How to complete this task | Reproduce the data word for word, keeping every line complete.

Extracted information |
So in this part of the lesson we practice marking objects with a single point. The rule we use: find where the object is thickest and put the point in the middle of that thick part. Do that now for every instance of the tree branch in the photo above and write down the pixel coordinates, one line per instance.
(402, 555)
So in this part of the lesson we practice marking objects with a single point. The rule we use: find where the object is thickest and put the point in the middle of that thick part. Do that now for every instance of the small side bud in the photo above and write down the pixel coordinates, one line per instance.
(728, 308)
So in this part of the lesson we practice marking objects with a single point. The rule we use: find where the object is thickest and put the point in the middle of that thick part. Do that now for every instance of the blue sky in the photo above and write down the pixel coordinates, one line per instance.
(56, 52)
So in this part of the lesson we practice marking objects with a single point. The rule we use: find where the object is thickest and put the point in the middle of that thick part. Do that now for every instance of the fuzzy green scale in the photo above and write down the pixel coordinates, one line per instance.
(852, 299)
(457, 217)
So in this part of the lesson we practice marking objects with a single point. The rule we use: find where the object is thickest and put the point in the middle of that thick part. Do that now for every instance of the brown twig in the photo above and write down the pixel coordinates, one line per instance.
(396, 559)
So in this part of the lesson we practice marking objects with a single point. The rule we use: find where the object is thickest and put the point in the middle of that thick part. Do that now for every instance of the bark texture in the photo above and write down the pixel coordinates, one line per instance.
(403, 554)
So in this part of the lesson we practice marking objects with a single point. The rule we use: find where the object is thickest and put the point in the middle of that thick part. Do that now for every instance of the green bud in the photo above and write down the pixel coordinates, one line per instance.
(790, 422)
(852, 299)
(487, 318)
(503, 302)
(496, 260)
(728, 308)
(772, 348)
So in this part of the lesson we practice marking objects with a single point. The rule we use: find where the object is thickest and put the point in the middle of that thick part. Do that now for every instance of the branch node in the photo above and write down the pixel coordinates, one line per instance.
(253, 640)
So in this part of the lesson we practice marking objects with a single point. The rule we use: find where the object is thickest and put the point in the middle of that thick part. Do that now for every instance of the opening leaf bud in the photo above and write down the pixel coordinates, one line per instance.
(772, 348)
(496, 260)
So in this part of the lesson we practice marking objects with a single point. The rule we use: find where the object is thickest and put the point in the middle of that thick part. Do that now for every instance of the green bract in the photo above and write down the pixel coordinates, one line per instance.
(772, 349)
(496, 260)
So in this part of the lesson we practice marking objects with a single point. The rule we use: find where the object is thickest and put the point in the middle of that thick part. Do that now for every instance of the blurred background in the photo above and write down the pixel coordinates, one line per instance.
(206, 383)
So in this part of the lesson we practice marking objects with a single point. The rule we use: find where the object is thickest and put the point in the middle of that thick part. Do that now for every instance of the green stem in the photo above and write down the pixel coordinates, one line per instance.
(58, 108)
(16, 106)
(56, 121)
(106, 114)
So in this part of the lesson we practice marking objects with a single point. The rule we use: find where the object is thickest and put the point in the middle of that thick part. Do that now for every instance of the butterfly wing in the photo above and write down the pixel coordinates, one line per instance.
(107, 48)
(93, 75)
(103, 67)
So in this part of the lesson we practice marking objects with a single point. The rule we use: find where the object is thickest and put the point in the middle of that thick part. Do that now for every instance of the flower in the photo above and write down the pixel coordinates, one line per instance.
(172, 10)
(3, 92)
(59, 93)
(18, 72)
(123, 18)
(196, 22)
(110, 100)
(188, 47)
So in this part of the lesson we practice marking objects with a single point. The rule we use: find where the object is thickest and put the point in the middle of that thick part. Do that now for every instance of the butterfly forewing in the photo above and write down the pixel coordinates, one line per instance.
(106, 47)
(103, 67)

Answer below |
So in this part of the lesson we practice marking objects with a single point. The rule we use: find where the object is thickest and put the point in the middle of that thick part. Do that now for every instance of the tree branch in the photo above and write down the pixel coordinates, one line per instance.
(402, 555)
So in this part of the lesson we practice marking objects with a single point. The rule we use: find where the object is thickest and put the point in the middle of that thick part. Do that now for every instance of the small side bud in the photo above and write down the pixel coordinates, one line per instance.
(728, 308)
So in this part of the lesson we practice marking objects with a single point. The rule we use: find where the object is thickest and put the point in the middle of that thick part. Do that now for every instance of the blue sky in the photo above and write down the pixel coordinates, one line per instance.
(56, 52)
So in this part of the lesson we practice marking objects with a single point. The rule we use: find where the object is thickest and put the point in the middle of that thick part. Do that now for every instance of the fuzzy green scale in the photo above and write down the pixel coordinates, one line per instance.
(852, 299)
(457, 217)
So in this part of the lesson we practice marking objects with a single point. The rule we use: find where the object is thickest and put the point in the middle of that thick part. Do that now for every instance of the brown twig in the photo above and write down the pixel coordinates, one line per instance.
(396, 559)
So in this part of the lesson we practice marking objects with a single point. The rule we use: find where the object is thickest and put the point in the middle of that thick part. Do that now for every instance of the bark texture in the photo above and write down the pixel coordinates, one line per instance.
(403, 554)
So in this part of the lesson we practice marking objects with a single point. The rule we use: find where the object is thickest and put the point in the middle of that thick part. Do that now for every instance of the green bud in the photo above and write down the pixel coordinates, one line per instance.
(790, 422)
(852, 299)
(487, 318)
(503, 302)
(496, 260)
(728, 308)
(772, 348)
So in this part of the lesson we practice marking objects with a single point. The rule we use: find where the object is thickest and put the point in the middle of that thick part. Do that now for every instance of the branch node in the photo above and write down the pixel coordinates, one line per instance.
(253, 640)
So in this part of the lesson we practice marking objects with a single point. The rule we use: find where the object is thickest and put the point in the middle of that thick part. Do that now for every instance of the opening leaf bud in the photo above and write down the pixel coordinates, one line per instance.
(772, 348)
(496, 260)
So in this part of the lesson we practice marking objects with a single point. The rule we use: find where the object is thickest and put the point in the middle of that thick part. Do that now for every instance of the green bract in the photo above and write down the pixel coordinates, one line per instance.
(772, 349)
(496, 260)
So in this part of the lesson we practice marking objects with a single point. The rule we use: find where the object is thickest and put the point in the middle of that thick part. Do that now for every instance of the blurred background in the photo above and write down the pixel coordinates, one line per instance.
(206, 383)
So in this part of the lesson we practice marking objects with a single point. The rule we use: find where the object is thickest and put the point in the middle of that thick part. Do that now for every instance of the green stem in the photo above and write down the pixel coordinates, one line per instance.
(58, 108)
(16, 106)
(56, 121)
(106, 114)
So in this part of the lesson we practice marking objects with a single point. The rule we use: find where the object is thickest and put the point in the middle of that thick part. Do that now for every instance of the butterfly wing in the photo above and write down the pixel coordinates, one line per instance.
(107, 48)
(93, 75)
(103, 67)
So in this part of the lesson we practice marking objects with a single point. The rule we use: find where the object is thickest and put the point in the middle of that thick part. Do that now for every instance of the flower in the photo above and write down the pixel coordinates, one line per instance.
(172, 10)
(3, 92)
(59, 93)
(18, 72)
(123, 18)
(196, 22)
(110, 100)
(188, 47)
So in this part of the lesson we practice marking objects with a single point. The rule we use: find where the object is thickest and put the point in the middle of that thick part. Do that now for every instance of the butterfly forewing in the photo above and write down the pixel coordinates, one line per instance.
(106, 47)
(103, 67)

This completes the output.